WHAT IS NEEDED:
The reply has to be a number alone, equal to how many lines in the entries below hold the string "boot".

[EXTRACTED RECORDS Boundary: Start]

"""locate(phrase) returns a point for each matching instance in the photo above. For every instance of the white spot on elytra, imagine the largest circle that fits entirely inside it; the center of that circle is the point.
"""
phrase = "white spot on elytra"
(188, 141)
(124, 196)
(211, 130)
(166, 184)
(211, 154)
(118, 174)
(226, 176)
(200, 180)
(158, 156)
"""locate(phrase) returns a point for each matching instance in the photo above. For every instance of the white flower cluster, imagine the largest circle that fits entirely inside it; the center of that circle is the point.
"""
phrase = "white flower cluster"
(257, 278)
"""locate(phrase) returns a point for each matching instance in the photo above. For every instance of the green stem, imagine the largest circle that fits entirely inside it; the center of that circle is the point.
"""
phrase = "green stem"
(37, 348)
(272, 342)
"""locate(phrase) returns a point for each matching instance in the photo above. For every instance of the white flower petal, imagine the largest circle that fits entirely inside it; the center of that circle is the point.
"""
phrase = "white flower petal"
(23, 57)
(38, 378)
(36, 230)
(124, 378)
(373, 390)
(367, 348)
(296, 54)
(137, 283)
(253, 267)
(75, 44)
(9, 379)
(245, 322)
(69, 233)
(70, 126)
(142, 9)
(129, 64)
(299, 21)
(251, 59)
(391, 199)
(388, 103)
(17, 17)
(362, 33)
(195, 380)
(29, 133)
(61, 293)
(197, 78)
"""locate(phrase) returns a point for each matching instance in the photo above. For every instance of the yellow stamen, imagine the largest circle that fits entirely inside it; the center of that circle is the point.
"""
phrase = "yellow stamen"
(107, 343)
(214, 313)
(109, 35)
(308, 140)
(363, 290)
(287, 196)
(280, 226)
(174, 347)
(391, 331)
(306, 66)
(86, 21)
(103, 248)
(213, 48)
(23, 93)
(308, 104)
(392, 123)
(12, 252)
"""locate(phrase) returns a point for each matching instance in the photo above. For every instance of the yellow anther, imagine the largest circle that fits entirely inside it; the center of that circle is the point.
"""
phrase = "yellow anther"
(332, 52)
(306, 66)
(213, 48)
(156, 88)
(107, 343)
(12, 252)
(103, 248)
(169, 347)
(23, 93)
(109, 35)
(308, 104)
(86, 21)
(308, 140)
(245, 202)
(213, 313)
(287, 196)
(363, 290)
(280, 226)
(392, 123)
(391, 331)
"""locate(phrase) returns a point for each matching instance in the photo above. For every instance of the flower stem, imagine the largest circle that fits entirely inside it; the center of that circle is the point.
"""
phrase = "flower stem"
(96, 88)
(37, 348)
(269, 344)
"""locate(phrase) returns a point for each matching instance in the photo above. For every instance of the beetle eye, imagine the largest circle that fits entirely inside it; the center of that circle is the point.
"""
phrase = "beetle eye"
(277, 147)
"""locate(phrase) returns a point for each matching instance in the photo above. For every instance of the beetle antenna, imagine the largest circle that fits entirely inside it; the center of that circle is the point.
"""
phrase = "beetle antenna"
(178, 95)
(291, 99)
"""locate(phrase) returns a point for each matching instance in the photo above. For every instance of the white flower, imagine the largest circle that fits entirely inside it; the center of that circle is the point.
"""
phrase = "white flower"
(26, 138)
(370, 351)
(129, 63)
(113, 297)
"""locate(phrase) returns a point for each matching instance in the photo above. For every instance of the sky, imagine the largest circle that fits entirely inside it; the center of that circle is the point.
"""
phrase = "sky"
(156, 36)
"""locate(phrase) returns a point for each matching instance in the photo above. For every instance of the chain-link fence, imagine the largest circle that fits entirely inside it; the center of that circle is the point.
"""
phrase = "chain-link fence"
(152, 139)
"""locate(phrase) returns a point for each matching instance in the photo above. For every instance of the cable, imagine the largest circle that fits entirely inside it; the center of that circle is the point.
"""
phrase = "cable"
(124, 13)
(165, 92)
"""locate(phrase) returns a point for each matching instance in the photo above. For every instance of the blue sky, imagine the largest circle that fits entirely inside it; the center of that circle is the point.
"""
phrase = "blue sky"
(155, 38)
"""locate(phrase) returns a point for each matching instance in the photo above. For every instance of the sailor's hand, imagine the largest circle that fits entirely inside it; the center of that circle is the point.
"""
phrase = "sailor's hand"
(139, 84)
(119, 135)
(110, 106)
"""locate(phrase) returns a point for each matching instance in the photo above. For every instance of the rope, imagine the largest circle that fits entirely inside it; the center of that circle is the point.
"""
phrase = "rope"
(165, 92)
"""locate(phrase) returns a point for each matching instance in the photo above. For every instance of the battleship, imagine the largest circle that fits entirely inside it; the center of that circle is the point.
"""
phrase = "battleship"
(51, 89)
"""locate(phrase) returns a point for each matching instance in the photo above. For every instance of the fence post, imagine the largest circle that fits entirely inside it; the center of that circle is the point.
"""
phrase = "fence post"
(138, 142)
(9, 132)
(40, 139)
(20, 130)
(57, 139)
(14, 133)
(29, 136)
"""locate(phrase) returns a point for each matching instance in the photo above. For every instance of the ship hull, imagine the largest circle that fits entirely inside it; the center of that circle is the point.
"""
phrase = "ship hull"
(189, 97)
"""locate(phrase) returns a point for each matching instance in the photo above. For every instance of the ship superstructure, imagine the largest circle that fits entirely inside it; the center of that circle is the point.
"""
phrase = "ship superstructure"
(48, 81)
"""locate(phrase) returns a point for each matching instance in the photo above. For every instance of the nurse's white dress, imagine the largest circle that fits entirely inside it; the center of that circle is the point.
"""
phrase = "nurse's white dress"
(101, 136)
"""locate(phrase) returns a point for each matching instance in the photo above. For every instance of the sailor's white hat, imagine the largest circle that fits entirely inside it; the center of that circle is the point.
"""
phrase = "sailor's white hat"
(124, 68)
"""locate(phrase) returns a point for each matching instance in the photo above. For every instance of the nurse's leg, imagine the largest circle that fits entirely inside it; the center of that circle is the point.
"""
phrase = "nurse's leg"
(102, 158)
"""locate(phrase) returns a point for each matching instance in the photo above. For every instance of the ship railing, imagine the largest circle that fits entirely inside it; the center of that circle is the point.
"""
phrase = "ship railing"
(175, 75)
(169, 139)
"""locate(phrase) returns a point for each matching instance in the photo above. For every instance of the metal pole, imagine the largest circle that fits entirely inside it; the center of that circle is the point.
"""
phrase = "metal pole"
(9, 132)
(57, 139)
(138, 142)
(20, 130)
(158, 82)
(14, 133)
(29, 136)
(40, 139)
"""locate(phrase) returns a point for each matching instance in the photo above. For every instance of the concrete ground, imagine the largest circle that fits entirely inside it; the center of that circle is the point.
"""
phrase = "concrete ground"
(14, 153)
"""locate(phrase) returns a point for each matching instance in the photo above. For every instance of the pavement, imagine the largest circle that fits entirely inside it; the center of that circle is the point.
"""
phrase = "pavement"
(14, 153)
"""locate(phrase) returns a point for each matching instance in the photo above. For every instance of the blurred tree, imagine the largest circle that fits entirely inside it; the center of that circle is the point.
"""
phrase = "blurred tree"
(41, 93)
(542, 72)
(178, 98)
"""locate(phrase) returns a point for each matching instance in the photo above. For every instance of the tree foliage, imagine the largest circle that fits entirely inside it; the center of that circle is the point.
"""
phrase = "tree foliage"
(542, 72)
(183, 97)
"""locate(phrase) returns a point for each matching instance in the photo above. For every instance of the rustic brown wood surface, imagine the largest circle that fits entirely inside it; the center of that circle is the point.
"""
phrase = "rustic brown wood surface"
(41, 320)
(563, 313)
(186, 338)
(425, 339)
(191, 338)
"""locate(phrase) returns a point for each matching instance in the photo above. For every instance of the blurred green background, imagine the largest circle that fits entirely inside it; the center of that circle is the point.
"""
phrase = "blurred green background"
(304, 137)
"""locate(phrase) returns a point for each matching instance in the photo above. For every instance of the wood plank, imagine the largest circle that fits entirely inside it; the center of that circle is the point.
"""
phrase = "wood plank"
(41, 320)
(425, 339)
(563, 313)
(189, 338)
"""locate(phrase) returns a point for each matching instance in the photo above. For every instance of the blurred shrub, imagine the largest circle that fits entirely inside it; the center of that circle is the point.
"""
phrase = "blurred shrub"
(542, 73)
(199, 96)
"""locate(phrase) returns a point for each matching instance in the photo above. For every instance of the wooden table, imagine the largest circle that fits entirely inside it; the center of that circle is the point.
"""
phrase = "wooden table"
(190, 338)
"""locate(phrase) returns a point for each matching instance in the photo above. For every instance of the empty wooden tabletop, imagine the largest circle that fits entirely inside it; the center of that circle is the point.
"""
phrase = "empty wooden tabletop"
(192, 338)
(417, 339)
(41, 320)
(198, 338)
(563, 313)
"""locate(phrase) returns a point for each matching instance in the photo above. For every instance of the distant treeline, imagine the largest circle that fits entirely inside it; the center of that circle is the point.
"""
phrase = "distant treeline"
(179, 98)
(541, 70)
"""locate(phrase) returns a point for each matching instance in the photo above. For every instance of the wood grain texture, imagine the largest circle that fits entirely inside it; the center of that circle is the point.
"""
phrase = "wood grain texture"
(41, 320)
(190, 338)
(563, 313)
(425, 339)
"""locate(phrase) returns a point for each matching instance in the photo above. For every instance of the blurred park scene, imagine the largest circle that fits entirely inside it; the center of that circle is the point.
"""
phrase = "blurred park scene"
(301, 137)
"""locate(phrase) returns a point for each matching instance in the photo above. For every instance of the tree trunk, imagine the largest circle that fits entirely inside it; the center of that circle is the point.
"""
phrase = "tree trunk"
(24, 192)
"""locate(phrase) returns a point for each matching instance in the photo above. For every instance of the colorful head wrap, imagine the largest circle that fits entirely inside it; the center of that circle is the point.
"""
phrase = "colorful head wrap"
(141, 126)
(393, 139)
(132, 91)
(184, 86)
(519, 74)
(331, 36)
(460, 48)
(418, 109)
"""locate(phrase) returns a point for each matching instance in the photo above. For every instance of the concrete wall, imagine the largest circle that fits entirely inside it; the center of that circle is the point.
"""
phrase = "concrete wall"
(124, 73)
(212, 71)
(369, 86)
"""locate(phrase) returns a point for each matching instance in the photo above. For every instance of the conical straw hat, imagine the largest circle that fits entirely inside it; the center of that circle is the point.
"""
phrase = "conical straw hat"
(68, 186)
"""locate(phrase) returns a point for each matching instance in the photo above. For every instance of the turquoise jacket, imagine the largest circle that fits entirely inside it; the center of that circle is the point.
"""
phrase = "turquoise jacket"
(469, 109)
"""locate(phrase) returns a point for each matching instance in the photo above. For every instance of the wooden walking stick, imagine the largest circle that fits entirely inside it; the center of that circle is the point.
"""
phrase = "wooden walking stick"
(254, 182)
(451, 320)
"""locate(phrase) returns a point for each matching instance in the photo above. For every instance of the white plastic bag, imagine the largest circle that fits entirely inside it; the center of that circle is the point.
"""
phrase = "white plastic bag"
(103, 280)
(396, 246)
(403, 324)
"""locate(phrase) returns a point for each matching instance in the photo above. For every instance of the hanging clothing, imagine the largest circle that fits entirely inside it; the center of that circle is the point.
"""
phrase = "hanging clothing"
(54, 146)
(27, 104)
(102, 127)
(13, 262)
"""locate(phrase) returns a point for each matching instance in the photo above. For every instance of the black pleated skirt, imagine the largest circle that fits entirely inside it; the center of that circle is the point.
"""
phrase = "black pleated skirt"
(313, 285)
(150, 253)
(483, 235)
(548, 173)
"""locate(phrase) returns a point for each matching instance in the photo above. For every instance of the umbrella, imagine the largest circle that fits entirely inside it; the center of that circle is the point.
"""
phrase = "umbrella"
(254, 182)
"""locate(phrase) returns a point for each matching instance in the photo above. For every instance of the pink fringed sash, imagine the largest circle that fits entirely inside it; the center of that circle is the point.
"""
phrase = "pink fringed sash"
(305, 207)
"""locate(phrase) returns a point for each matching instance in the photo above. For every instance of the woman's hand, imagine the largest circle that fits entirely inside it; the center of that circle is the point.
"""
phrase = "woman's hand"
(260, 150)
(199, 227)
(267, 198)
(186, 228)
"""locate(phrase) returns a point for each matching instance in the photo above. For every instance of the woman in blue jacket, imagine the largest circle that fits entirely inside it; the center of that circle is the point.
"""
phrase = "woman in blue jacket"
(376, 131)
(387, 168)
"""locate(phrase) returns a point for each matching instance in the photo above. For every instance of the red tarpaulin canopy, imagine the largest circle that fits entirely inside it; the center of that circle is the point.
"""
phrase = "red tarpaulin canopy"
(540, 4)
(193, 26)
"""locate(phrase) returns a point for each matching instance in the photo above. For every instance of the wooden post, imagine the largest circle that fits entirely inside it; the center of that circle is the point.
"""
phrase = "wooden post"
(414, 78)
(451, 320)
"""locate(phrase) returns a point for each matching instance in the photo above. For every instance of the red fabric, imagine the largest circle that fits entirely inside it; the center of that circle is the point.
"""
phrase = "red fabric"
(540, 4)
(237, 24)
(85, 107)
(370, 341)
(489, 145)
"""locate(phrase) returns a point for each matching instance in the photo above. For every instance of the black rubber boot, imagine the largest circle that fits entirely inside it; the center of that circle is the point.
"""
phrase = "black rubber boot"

[EXTRACTED RECORDS Boundary: End]

YOUR SOLUTION:
2